Put the lines of the material below into a JSON list of strings, one string per line, starting at the line containing "[tag] jacket hood (a dot for each instance)" and ending at the line containing "Target: jacket hood". Include both of those lines and leave out any blank lines.

::::::::::

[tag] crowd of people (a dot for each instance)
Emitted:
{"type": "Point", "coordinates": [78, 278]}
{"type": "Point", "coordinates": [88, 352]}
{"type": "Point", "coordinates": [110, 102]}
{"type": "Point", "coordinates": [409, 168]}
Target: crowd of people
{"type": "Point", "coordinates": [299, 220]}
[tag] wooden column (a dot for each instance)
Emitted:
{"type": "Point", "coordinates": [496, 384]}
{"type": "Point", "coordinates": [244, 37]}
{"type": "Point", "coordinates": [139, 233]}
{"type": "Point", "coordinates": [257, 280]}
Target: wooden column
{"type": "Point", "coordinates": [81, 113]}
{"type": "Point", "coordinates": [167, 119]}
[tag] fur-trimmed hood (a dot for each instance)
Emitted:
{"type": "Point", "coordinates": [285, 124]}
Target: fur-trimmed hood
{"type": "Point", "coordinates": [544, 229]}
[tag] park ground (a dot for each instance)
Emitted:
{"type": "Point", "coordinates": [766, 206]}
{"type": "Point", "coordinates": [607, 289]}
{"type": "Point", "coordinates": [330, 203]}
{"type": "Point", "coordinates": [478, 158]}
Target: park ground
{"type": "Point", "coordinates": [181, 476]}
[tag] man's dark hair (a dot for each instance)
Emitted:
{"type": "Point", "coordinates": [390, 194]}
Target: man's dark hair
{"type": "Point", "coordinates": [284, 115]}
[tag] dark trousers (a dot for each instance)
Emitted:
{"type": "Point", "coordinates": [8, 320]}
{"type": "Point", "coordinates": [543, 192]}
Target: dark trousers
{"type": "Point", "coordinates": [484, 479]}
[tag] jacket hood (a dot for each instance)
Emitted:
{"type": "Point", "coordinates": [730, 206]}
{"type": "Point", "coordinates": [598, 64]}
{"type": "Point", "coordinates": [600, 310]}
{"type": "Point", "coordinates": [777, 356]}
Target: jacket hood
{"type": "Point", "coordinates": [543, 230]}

::::::::::

Answer below
[
  "[tag] jacket hood (a dot for each instance)",
  "Emitted:",
  "{\"type\": \"Point\", \"coordinates\": [730, 206]}",
  "{\"type\": \"Point\", \"coordinates\": [598, 64]}",
  "{\"type\": \"Point\", \"coordinates\": [600, 310]}",
  "{\"type\": \"Point\", \"coordinates\": [777, 356]}",
  "Target: jacket hood"
]